SOURCE PASSAGE>

Comparison of deep learning architectures for colon cancer mutation detection

Table of Contents

Presentation Of The Project

This research is carried out as part of the project AiCOLO and has been been published in the conference IEEE 36th International Symposium on Computer Based Medical Systems (CBMS) 2023. The paper is available here. This work is a deep learning project applied to medical images. This project introduces a methodology to train deep neural networks to classify genetic mutations directly from histopathological images.

workflow

Prerequisite

  • Before executing the scripts, make sure you have correctly edited the configuration file: config.cfg
  • Medical images with annotations of tumor areas and genetic mutations (The medical images used in this project come from the AiCOLO private dataset).

PROVIDED DATA>
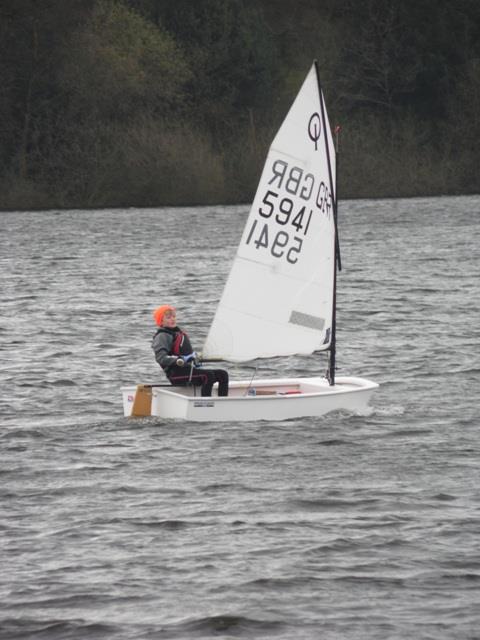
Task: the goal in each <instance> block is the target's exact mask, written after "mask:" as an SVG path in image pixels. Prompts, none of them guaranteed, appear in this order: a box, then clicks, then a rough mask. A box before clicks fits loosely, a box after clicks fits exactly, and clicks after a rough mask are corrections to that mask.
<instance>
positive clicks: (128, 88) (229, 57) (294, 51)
mask: <svg viewBox="0 0 480 640" xmlns="http://www.w3.org/2000/svg"><path fill="white" fill-rule="evenodd" d="M314 58H316V59H317V60H318V62H319V67H320V72H321V76H322V85H323V89H324V92H325V95H326V101H327V107H328V110H329V114H330V120H331V122H332V124H334V123H335V124H336V123H339V124H340V125H341V127H342V134H341V170H340V175H339V189H340V194H341V196H342V197H385V196H391V197H396V196H418V195H432V194H458V193H478V192H479V191H480V188H479V187H480V184H479V177H478V172H477V170H476V167H477V166H478V163H479V155H480V152H479V150H478V144H477V141H478V140H479V139H480V3H479V2H478V0H455V1H453V0H402V2H398V1H397V0H363V1H362V2H358V0H296V1H295V2H294V3H293V2H289V1H287V0H255V1H254V0H195V1H194V0H175V2H171V0H67V1H65V0H43V1H42V2H41V3H39V2H38V1H37V0H1V4H0V208H2V209H24V208H49V207H60V208H61V207H103V206H156V205H164V204H193V203H202V204H206V203H215V202H221V203H230V202H247V201H250V200H251V199H252V197H253V194H254V190H255V187H256V183H257V180H258V177H259V174H260V171H261V168H262V165H263V161H264V158H265V155H266V152H267V149H268V146H269V144H270V141H271V139H272V137H273V135H274V133H275V131H276V129H277V128H278V126H279V124H280V122H281V120H282V118H283V117H284V115H285V113H286V112H287V110H288V108H289V106H290V104H291V101H292V100H293V98H294V96H295V94H296V92H297V91H298V89H299V87H300V85H301V83H302V80H303V78H304V76H305V74H306V72H307V71H308V69H309V67H310V65H311V62H312V60H313V59H314Z"/></svg>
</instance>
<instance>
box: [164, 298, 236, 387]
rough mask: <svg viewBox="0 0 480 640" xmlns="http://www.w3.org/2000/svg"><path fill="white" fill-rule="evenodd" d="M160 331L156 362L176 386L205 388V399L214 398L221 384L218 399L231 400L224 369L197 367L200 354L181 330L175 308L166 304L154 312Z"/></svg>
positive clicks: (225, 374) (197, 366)
mask: <svg viewBox="0 0 480 640" xmlns="http://www.w3.org/2000/svg"><path fill="white" fill-rule="evenodd" d="M153 317H154V320H155V323H156V324H157V326H158V327H159V329H158V330H157V333H156V334H155V335H154V336H153V340H152V348H153V350H154V352H155V360H156V361H157V362H158V364H159V365H160V366H161V367H162V369H163V370H164V371H165V374H166V376H167V378H168V379H169V381H170V382H171V383H172V384H173V385H175V386H177V387H178V386H187V385H190V384H192V385H194V386H196V387H200V386H201V388H202V396H211V395H212V387H213V385H214V384H215V382H218V395H219V396H228V372H227V371H225V370H224V369H204V368H203V367H201V366H199V365H197V354H196V353H195V351H194V350H193V349H192V345H191V343H190V340H189V338H188V335H187V334H186V333H185V332H184V331H182V330H181V329H180V328H179V327H177V312H176V309H175V307H172V306H171V305H168V304H164V305H162V306H161V307H158V308H157V309H155V311H154V312H153Z"/></svg>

WORK REQUEST> Revise the colon cancer mutation detection page, starting with "Presentation Of The" and going on through "AiCOLO private dataset).", so that "config.cfg" becomes "settings.cfg".

WORKED SOLUTION>
Presentation Of The Project

This research is carried out as part of the project AiCOLO and has been been published in the conference IEEE 36th International Symposium on Computer Based Medical Systems (CBMS) 2023. The paper is available here. This work is a deep learning project applied to medical images. This project introduces a methodology to train deep neural networks to classify genetic mutations directly from histopathological images.

workflow

Prerequisite

  • Before executing the scripts, make sure you have correctly edited the configuration file: settings.cfg
  • Medical images with annotations of tumor areas and genetic mutations (The medical images used in this project come from the AiCOLO private dataset).